Options for restructuring troubled banks

There are at least two, not mutually exclusive, ways to achieve recapitalization.
• The first, which I prefer, is to identify and sell troubled institutions to healthier ones, possibly with government support in the form of loans or first-default-loss protections.2 The sale of Bear Stearns to JPMorgan in March is a good example of this method.
• The second is to restructure troubled institutions piece-meal, selling their healthier assets to other institutions and collecting the ones for which there is no current private interest into "bad banks", restructuring those assets, and resolving them over time. This is trickier given the complexity of institutions involved.

Two birds with one stone

Government-assisted sales to healthy institutions are an attractive way of deploying public funds since they kill two birds at the same time. They provide capital to the system, and entrust the complex task of orderly management and liquidation of troubled assets to the healthier parts of the private sector. Such sales also have the right properties in terms of not rewarding those institutions and managements that did poorly or refused to raise adequate capital in time.
Whether this mechanism suffices by itself to resolve troubled assets and institutions depends to an extent on the condition and willingness of healthy institutions and to some extent also on moral suasion powers of regulators. On the one hand, healthy banks stand to gain substantially from such sales. On the other hand, they may also try to extract their pound of flesh from governments and Central Banks, delaying acquisitions in order to deploy as little capital as possible. The latter may however still be the preferred outcome given the huge legal and administrative costs of the alternative.
The alternative arrangement of resolving some institutions piece-meal was employed during the US Savings and Loans crisis as well as in the 1997 East Asian crisis. In the current context though, this requires substantial clarity on how creditor recoveries will be distributed, especially given the complex, contingent and international nature of debt. As such, this will call for seamless cross-border coordination.3
Even if we ignore this rather important issue, holding on to difficult assets requires having a long-term horizon as they may not be easy to liquidate as and when needed. Currently, there are few private investors with such horizons. The non-banking financial sector might be able to muster some capital swiftly to buy such assets at attractive prices, but in a severe systemic crisis such as the one we are in, this sector is liquidity- and capital-strapped too. Hence, the restructuring vehicles would have to be prepared for a somewhat protracted resolution of these assets.

-- REQUIRED WORK --
(A) Translate this sentence from the passage on restructuring troubled banks into Spanish: "There are at least two, not mutually exclusive, ways to achieve recapitalization."
(B) Extend the passage on restructuring troubled banks, starting right after its final sentence.
The listing after this passage is separate material.

(Items stored in a collection)
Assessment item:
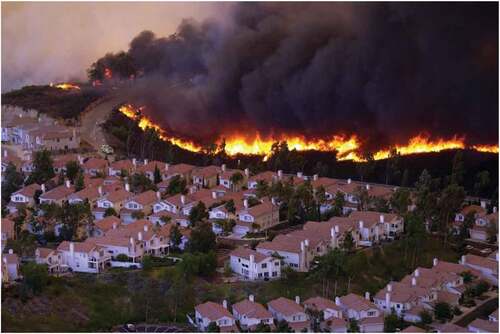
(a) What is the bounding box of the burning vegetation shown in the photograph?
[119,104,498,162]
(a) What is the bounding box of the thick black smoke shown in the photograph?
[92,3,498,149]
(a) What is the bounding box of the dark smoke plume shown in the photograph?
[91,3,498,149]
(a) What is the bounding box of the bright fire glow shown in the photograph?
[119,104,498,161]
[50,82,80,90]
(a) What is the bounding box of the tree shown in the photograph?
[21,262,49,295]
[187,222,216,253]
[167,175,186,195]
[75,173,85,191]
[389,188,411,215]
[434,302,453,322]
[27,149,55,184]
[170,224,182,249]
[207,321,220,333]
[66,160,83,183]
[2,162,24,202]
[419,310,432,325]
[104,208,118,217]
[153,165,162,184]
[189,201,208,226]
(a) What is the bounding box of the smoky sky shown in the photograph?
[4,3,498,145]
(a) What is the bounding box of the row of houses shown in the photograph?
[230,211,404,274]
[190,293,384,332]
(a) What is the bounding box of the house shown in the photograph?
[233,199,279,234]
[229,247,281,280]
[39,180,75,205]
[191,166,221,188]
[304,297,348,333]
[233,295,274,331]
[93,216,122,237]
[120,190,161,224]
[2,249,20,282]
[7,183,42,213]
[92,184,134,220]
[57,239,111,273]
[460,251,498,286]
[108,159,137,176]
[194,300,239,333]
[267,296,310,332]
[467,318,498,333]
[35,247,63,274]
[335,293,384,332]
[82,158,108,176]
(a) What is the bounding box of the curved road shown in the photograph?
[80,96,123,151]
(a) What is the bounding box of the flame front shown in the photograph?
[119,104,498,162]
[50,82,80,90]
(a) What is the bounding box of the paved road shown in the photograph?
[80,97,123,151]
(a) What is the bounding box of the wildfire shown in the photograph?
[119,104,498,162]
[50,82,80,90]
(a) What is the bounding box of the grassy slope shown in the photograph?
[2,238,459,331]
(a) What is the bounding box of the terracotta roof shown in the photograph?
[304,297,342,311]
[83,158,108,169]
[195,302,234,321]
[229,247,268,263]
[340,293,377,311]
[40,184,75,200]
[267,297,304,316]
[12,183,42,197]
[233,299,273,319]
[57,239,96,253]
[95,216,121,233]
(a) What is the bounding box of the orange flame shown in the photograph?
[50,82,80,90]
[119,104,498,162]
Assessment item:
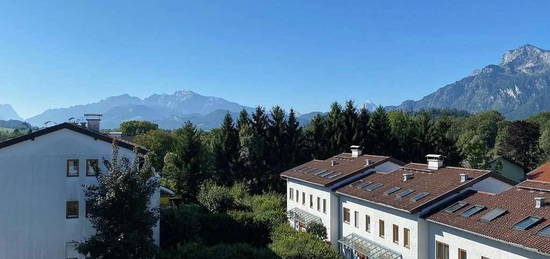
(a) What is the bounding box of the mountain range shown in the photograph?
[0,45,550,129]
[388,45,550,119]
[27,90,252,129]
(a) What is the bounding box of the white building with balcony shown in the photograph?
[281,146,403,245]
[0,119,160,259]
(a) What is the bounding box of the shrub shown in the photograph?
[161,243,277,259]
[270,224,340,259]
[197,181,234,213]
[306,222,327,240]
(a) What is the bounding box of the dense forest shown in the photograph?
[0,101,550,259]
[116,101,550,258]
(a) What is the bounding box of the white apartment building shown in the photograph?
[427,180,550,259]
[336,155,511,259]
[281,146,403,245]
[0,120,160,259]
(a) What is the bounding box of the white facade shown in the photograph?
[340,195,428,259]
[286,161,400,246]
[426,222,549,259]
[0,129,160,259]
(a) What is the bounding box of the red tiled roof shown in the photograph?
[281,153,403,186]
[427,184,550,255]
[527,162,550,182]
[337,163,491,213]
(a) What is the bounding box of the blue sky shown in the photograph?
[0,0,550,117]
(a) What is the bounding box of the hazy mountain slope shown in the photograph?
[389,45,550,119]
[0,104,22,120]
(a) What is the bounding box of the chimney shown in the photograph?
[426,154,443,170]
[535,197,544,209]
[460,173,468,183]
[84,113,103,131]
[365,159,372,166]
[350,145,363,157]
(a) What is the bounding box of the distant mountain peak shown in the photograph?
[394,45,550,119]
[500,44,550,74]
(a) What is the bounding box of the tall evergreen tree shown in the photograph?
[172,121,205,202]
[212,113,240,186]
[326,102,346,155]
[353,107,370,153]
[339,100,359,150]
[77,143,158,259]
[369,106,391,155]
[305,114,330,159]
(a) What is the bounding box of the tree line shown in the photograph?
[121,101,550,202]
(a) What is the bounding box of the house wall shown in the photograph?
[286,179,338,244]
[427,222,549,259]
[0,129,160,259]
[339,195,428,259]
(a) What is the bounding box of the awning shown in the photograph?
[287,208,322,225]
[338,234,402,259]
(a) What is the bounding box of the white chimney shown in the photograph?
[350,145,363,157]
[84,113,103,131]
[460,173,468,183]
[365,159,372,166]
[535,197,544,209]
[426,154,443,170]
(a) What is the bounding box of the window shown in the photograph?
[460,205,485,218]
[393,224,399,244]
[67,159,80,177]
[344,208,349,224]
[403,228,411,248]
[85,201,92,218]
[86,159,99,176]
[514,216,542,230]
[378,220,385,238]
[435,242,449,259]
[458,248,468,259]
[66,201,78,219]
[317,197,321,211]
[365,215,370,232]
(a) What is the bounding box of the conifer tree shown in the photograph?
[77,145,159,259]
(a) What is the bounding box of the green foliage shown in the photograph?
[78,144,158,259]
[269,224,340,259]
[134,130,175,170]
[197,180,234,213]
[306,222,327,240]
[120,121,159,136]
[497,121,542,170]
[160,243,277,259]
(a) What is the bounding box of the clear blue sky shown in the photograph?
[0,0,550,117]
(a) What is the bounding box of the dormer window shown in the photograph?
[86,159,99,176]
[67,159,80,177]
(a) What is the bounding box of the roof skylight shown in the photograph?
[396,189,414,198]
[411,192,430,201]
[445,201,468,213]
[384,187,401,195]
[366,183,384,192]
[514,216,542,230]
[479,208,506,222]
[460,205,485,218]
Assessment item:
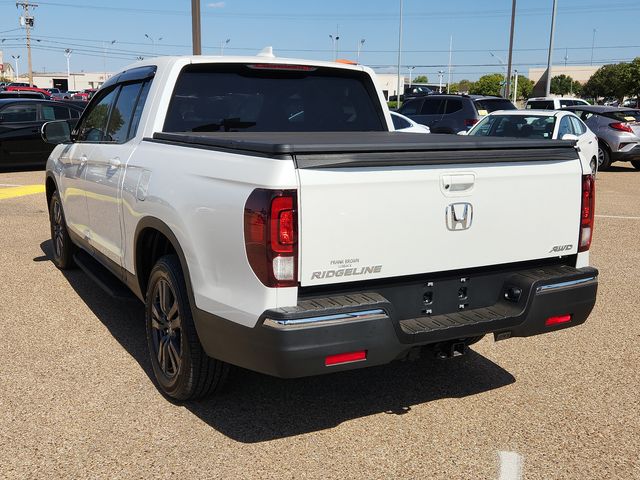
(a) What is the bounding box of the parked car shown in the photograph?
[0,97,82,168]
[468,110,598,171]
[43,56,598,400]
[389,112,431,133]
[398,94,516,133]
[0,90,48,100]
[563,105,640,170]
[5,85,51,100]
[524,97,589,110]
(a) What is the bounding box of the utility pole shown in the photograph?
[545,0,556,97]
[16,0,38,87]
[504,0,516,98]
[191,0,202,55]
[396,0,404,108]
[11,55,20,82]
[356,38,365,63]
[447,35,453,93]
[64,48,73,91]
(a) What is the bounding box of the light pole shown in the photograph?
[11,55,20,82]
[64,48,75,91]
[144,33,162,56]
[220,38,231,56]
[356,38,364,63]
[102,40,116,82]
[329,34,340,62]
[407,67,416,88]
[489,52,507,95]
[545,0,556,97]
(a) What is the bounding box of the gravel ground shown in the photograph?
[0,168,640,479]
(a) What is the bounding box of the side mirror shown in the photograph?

-- ANSWERS TO THE TASKS --
(A) Existen al menos dos formas, que no se excluyen mutuamente, de lograr la recapitalización.

(B)
As a result, having the restructuring option in place might provide enough potential competition to give incentives to healthier players to make acquisitions sooner and at non-extortive terms. Nevertheless, government-assisted bank sales overall present a better form of public-private partnership. I am afraid though that both may ultimately be required and avoiding some messy restructuring may be unavoidable.

Trading of Credit Default Swaps on exchanges

In addition, the efforts underway to move trading of credit default swaps to exchanges where collateral arrangements can mitigate counterparty risk must be bolstered by similar longer-term arrangements for mortgage-backed securities and standardized securitization products. Such infrastructure would be essential if the recapitalized financial system is not to experience paralysis in response to further adverse news, which might deplete the capital pool and necessitate additional asset sales and restructuring. Indeed, creating more transparent platforms for unsecured inter-bank lending in which public funds are initially deployed to provide first-default-loss guarantees, with these guarantees eliminated over time, also present an attractive option.4 All these measures would eventually reduce the burden on the Central Banks to take on credit risk in their lender-of-last-resort operations and emergency liquidity assistance schemes.
While recapitalization employs public funds to get at the issue of insolvency, these other efforts employ public funds more directly to reestablish liquidity in several markets that are shut down, and build infrastructure to ensure their smooth operation in future. In the first case, preferred stakes may potentially provide the taxpayers a good return. In the second case, this return is provided by eliminating the negative externality of troubled, illiquid assets on healthier parts of the system and creation of public goods.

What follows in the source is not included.